_DIRECTIONS FOR THIS TASK_: Can the lines below, from the one that holds "Target: white overcast sky" to the very end, be echoed exactly, with both ends included and no pictures?

▬▬▬▬▬▬

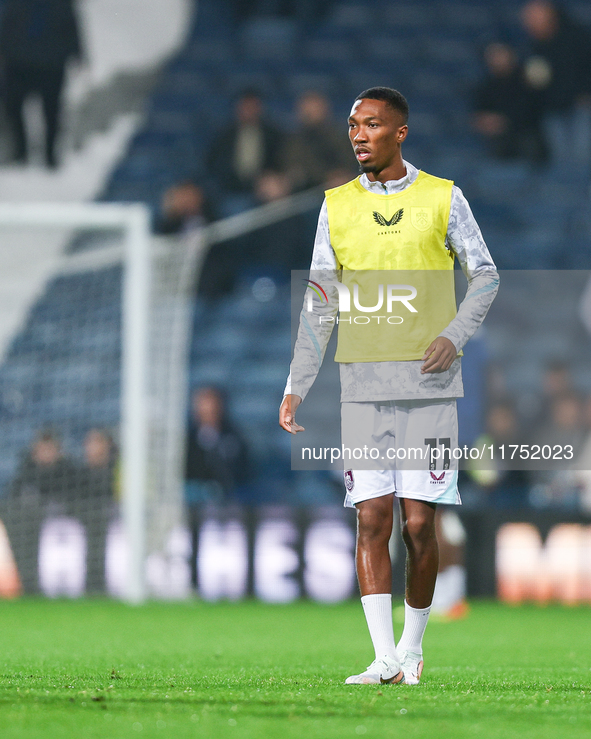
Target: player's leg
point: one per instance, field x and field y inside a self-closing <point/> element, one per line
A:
<point x="422" y="562"/>
<point x="17" y="88"/>
<point x="374" y="571"/>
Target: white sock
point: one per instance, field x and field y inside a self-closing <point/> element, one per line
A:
<point x="415" y="623"/>
<point x="378" y="614"/>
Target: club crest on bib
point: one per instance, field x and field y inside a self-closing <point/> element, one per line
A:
<point x="421" y="217"/>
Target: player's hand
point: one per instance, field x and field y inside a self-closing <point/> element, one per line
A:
<point x="287" y="414"/>
<point x="439" y="356"/>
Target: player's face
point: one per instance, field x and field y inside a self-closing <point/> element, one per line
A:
<point x="376" y="132"/>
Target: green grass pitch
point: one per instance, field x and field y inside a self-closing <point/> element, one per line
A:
<point x="88" y="669"/>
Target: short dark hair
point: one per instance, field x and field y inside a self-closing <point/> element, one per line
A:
<point x="393" y="98"/>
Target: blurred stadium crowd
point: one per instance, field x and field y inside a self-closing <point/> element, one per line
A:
<point x="251" y="110"/>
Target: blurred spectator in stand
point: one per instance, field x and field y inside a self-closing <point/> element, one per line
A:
<point x="305" y="10"/>
<point x="559" y="66"/>
<point x="94" y="503"/>
<point x="504" y="488"/>
<point x="319" y="151"/>
<point x="245" y="149"/>
<point x="45" y="475"/>
<point x="37" y="39"/>
<point x="272" y="250"/>
<point x="508" y="111"/>
<point x="557" y="381"/>
<point x="217" y="460"/>
<point x="45" y="484"/>
<point x="558" y="484"/>
<point x="184" y="208"/>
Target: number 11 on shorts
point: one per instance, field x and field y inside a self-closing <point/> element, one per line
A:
<point x="433" y="444"/>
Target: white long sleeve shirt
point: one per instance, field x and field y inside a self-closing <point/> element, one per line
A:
<point x="376" y="381"/>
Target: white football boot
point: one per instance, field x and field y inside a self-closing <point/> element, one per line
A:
<point x="381" y="671"/>
<point x="412" y="666"/>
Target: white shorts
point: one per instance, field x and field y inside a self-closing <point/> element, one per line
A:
<point x="409" y="438"/>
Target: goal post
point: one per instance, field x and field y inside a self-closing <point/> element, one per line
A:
<point x="133" y="221"/>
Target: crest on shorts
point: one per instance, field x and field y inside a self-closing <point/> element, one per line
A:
<point x="421" y="218"/>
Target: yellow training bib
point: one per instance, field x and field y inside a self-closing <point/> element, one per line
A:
<point x="396" y="267"/>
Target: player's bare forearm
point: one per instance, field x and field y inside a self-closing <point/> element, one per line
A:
<point x="439" y="356"/>
<point x="287" y="413"/>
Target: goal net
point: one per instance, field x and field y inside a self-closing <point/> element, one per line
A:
<point x="93" y="385"/>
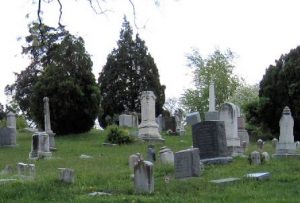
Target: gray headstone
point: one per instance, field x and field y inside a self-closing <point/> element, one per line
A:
<point x="143" y="177"/>
<point x="187" y="163"/>
<point x="209" y="137"/>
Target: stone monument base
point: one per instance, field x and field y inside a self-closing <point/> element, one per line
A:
<point x="217" y="160"/>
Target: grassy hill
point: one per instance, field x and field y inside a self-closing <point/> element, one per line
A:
<point x="108" y="171"/>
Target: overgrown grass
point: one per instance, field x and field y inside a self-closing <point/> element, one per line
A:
<point x="108" y="171"/>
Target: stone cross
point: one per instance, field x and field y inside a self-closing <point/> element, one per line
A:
<point x="47" y="121"/>
<point x="212" y="97"/>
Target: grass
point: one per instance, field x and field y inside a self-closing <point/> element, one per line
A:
<point x="108" y="171"/>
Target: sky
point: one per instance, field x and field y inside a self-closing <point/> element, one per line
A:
<point x="257" y="31"/>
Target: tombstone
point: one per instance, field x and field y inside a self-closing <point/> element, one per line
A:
<point x="66" y="175"/>
<point x="212" y="114"/>
<point x="148" y="129"/>
<point x="286" y="144"/>
<point x="187" y="163"/>
<point x="151" y="156"/>
<point x="209" y="137"/>
<point x="133" y="160"/>
<point x="242" y="132"/>
<point x="228" y="114"/>
<point x="193" y="118"/>
<point x="255" y="158"/>
<point x="8" y="134"/>
<point x="274" y="142"/>
<point x="48" y="124"/>
<point x="130" y="121"/>
<point x="166" y="156"/>
<point x="260" y="144"/>
<point x="143" y="177"/>
<point x="40" y="146"/>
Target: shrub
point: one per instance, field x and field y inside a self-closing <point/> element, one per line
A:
<point x="117" y="135"/>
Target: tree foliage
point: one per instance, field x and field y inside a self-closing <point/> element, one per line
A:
<point x="61" y="69"/>
<point x="280" y="87"/>
<point x="129" y="70"/>
<point x="217" y="67"/>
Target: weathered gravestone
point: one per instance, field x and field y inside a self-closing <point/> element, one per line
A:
<point x="47" y="121"/>
<point x="209" y="137"/>
<point x="229" y="113"/>
<point x="193" y="118"/>
<point x="66" y="175"/>
<point x="8" y="134"/>
<point x="130" y="121"/>
<point x="143" y="177"/>
<point x="187" y="163"/>
<point x="286" y="144"/>
<point x="40" y="146"/>
<point x="148" y="129"/>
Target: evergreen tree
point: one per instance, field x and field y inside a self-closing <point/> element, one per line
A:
<point x="61" y="69"/>
<point x="129" y="70"/>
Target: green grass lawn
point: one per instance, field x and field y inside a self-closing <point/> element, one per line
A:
<point x="108" y="171"/>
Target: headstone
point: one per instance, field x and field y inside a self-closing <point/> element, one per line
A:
<point x="40" y="146"/>
<point x="187" y="163"/>
<point x="260" y="144"/>
<point x="166" y="156"/>
<point x="143" y="177"/>
<point x="8" y="134"/>
<point x="133" y="160"/>
<point x="286" y="144"/>
<point x="255" y="158"/>
<point x="212" y="114"/>
<point x="193" y="118"/>
<point x="228" y="114"/>
<point x="151" y="156"/>
<point x="148" y="129"/>
<point x="66" y="175"/>
<point x="47" y="122"/>
<point x="209" y="137"/>
<point x="130" y="121"/>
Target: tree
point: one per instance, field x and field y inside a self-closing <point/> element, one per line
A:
<point x="61" y="69"/>
<point x="217" y="67"/>
<point x="129" y="70"/>
<point x="280" y="87"/>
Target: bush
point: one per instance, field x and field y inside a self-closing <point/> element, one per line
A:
<point x="117" y="135"/>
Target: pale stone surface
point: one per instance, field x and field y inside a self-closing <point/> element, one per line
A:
<point x="66" y="175"/>
<point x="166" y="156"/>
<point x="255" y="158"/>
<point x="193" y="118"/>
<point x="228" y="114"/>
<point x="47" y="123"/>
<point x="187" y="163"/>
<point x="286" y="144"/>
<point x="130" y="121"/>
<point x="40" y="146"/>
<point x="148" y="129"/>
<point x="143" y="177"/>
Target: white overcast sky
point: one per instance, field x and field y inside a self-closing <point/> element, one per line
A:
<point x="258" y="31"/>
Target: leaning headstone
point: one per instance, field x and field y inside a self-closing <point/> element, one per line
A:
<point x="143" y="177"/>
<point x="151" y="156"/>
<point x="209" y="137"/>
<point x="193" y="118"/>
<point x="228" y="114"/>
<point x="130" y="121"/>
<point x="286" y="144"/>
<point x="40" y="146"/>
<point x="66" y="175"/>
<point x="187" y="163"/>
<point x="47" y="121"/>
<point x="148" y="129"/>
<point x="166" y="156"/>
<point x="255" y="158"/>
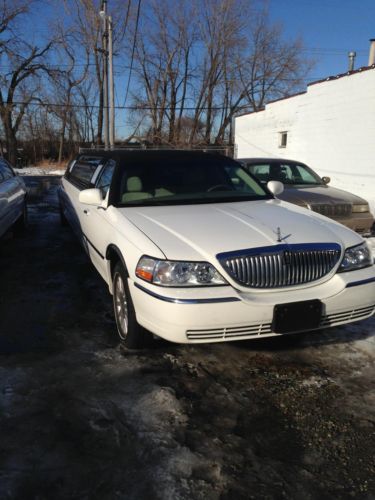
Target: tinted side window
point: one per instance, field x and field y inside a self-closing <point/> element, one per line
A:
<point x="106" y="177"/>
<point x="83" y="171"/>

▬▬▬▬▬▬

_WORKED ANSWER_:
Target: white overcast sky
point: one per instance, field x and field y inside a self-closing <point/> element, one per line
A:
<point x="258" y="31"/>
Target: leaning headstone
point: one per instance, field x and field y inside a self-closing <point/> element, one per line
A:
<point x="143" y="177"/>
<point x="151" y="156"/>
<point x="209" y="137"/>
<point x="193" y="118"/>
<point x="228" y="114"/>
<point x="130" y="121"/>
<point x="286" y="144"/>
<point x="40" y="146"/>
<point x="66" y="175"/>
<point x="187" y="163"/>
<point x="47" y="121"/>
<point x="148" y="129"/>
<point x="166" y="156"/>
<point x="255" y="158"/>
Target: tinted side window
point: one per instance, field x and field y inside a self-closing <point/> element, one per line
A:
<point x="106" y="177"/>
<point x="83" y="171"/>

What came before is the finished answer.